_Work to do:_ Can you turn all of the material below into a two-column CSV with the headers instruction and points? Give one row per request, holding its text and its answer, each in a single quoted field with line breaks replaced by spaces.

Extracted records
============

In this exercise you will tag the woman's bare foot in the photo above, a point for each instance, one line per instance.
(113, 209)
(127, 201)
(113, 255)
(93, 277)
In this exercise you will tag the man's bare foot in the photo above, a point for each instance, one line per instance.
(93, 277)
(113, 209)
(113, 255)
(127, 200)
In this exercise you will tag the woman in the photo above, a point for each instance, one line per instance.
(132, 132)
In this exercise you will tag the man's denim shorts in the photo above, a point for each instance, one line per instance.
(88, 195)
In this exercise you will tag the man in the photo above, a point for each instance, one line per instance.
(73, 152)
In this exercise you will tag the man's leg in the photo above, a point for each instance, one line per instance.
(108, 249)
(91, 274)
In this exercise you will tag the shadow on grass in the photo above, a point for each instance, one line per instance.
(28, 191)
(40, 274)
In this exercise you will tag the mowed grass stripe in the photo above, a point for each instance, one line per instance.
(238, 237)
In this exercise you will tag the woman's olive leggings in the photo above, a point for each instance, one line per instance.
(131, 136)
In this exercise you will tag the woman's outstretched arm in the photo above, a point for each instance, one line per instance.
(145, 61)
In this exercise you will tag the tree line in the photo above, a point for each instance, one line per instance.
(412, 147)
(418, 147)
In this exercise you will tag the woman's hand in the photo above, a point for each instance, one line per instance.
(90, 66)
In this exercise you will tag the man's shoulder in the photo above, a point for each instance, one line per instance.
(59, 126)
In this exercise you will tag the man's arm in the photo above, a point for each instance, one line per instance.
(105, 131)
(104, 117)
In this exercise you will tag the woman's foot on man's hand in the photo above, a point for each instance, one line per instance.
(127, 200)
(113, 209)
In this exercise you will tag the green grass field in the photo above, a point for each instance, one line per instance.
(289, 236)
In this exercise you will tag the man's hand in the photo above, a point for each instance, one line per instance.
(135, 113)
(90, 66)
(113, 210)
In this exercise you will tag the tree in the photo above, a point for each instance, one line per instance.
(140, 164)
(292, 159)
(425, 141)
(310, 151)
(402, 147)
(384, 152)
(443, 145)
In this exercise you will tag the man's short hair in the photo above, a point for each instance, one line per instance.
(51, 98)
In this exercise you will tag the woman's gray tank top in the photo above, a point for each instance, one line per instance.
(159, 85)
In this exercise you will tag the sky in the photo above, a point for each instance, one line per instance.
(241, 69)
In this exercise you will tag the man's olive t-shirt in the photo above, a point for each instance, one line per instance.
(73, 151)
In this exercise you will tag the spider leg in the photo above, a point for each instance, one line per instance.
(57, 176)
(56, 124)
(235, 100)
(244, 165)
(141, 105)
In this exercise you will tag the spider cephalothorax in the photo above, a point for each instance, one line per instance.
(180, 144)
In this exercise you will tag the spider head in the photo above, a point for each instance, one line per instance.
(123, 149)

============

_Result for this task:_
instruction,points
"In this exercise you will tag the woman's bare foot in the photo above, a point for each instance, one line per instance.","(113, 209) (127, 201) (113, 255) (93, 277)"
"In this exercise you will tag the man's bare foot in the photo above, a point for each instance, one line per instance.","(93, 277) (113, 209) (113, 255) (127, 200)"
"In this exercise you will tag the woman in the photo above, a point for each instance, one line per instance.","(132, 132)"
"In this exercise you will tag the man's denim shorts in the photo above, a point for each instance, one line per instance.","(88, 195)"
"In this exercise you will tag the man in the photo above, a point for each instance, one line per instance.","(73, 152)"
"In this exercise you will tag the man's leg in the photo above, a point for each instance, one line per instance.","(108, 249) (91, 274)"
"In this exercise you will tag the shadow on grass in the photo above, a point for each instance, one line per instance.","(28, 191) (40, 274)"
"In this exercise you will tag the mowed grass stripe in the photo above, a point for each instance, one line per instance.","(238, 237)"
"In this exercise you will tag the woman's olive leggings in the photo above, a point for each instance, one line per instance.","(131, 136)"
"In this exercise you will tag the woman's outstretched arm in the photo above, a point for each instance, one line per instance.","(145, 61)"
"In this exercise you will tag the tree line in the photo above, a point for each instance, one line per instance.","(412, 147) (418, 147)"
"In this exercise you will tag the woman's hand in the photo above, a point for each instance, one line per instance.","(90, 66)"
"In this exercise you will tag the man's shoulder in the photo above, a point for each instance, one line per instance.","(59, 126)"
"In this exercise you will tag the man's arm in the photo above, a point for each instance, one line per instance.","(105, 131) (104, 117)"
"In this exercise you will tag the woman's foot on man's hand in the photo above, a point for each instance, one line per instance.","(127, 200) (113, 209)"
"In this exercise you will tag the green grass field in the photo above, a point for each instance, one line per instance.","(289, 236)"
"In this exercise you will tag the man's hand in the photo above, a point for each instance, one line per instance.","(135, 113) (90, 66) (113, 210)"
"In this exercise you will tag the tree in the photo above, a point for each instance, one line per instance.","(140, 164) (292, 159) (425, 141) (310, 151) (402, 147) (384, 152) (443, 145)"
"In this exercise you will tag the man's short hair in the photo above, a point for each instance, one line per instance.","(51, 98)"
"In this exercise you will tag the woman's gray tank top in the photo above, a point for each instance, one line per instance.","(159, 85)"
"In this exercise you will tag the sky in the photo above, a point for each instance, one line per instance.","(241, 69)"
"In this exercise you will tag the man's olive t-shirt in the photo above, a point for each instance, one line per instance.","(73, 151)"
"In this exercise you will tag the spider leg in the photo above, a point for each instance, one line per instance.","(57, 176) (56, 124) (235, 100) (244, 165) (141, 105)"
"In this exercise you will tag the spider cephalothorax in the photo above, a point for each instance, one line per instance.","(180, 144)"
"In this exercise you will tag the spider head in the photo above, a point for each instance, one line per instance.","(123, 149)"